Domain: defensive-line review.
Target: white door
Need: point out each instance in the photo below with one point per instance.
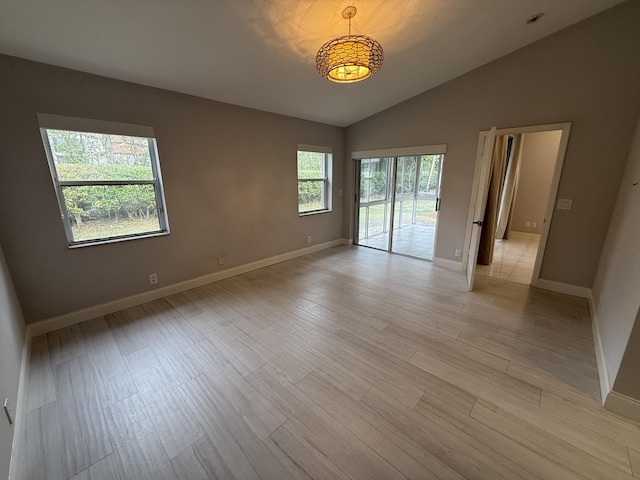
(487, 139)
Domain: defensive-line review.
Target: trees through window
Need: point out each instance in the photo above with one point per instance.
(108, 185)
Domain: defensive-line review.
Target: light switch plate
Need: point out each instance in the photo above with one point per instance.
(565, 204)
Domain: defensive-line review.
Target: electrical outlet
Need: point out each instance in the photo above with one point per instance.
(564, 204)
(8, 412)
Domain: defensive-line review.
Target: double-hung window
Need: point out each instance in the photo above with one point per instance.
(314, 179)
(107, 179)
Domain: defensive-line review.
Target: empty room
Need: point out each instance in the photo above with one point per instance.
(304, 239)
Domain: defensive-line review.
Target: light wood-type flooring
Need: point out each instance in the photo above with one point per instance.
(345, 364)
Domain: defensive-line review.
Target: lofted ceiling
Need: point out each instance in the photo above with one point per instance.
(260, 53)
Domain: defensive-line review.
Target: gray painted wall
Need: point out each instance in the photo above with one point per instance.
(11, 344)
(587, 74)
(537, 162)
(627, 380)
(616, 289)
(229, 175)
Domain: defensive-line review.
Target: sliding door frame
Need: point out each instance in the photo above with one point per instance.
(393, 153)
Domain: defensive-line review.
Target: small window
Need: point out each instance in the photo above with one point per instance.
(107, 179)
(314, 179)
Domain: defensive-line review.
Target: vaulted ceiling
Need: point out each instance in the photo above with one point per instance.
(261, 53)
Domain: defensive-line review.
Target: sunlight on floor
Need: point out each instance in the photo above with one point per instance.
(414, 240)
(513, 259)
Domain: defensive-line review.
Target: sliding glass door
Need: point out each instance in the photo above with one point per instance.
(403, 192)
(374, 212)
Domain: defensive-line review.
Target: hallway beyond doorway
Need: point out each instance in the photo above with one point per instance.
(513, 259)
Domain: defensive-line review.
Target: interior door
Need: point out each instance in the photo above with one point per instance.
(487, 139)
(374, 203)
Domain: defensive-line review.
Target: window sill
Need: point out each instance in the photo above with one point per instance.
(105, 241)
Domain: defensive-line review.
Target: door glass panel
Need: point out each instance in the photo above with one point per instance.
(416, 201)
(375, 203)
(409, 228)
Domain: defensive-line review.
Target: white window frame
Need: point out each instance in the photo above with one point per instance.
(59, 122)
(327, 179)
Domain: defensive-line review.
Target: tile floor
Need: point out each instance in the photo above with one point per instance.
(513, 259)
(413, 240)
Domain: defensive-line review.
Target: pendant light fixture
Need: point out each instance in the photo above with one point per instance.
(350, 58)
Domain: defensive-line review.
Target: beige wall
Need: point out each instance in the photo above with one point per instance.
(587, 74)
(616, 289)
(229, 176)
(627, 381)
(537, 162)
(11, 343)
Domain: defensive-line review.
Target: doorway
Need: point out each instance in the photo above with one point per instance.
(397, 203)
(517, 177)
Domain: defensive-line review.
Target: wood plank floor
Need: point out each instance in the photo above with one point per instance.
(345, 364)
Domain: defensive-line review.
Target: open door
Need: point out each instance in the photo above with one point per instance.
(484, 161)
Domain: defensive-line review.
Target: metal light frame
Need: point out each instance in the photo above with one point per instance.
(350, 58)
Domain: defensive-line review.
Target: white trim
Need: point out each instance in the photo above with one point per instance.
(400, 151)
(601, 360)
(566, 288)
(450, 264)
(77, 124)
(472, 203)
(565, 127)
(15, 465)
(78, 316)
(622, 405)
(553, 194)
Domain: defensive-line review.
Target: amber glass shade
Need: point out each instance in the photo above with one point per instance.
(350, 58)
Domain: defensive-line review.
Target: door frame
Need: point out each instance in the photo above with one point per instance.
(438, 149)
(565, 127)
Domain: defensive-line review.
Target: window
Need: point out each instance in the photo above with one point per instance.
(314, 179)
(107, 179)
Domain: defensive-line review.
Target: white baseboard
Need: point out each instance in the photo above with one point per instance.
(15, 465)
(72, 318)
(622, 405)
(450, 264)
(566, 288)
(601, 361)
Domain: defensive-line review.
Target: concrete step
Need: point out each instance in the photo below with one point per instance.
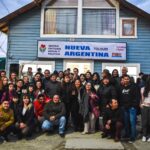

### Exercise aim
Gather every line of the listing above that contains the string "white", matching case exactly.

### Solution for this exercise
Target: white door
Target: white window frame
Target: white trim
Target: white baseboard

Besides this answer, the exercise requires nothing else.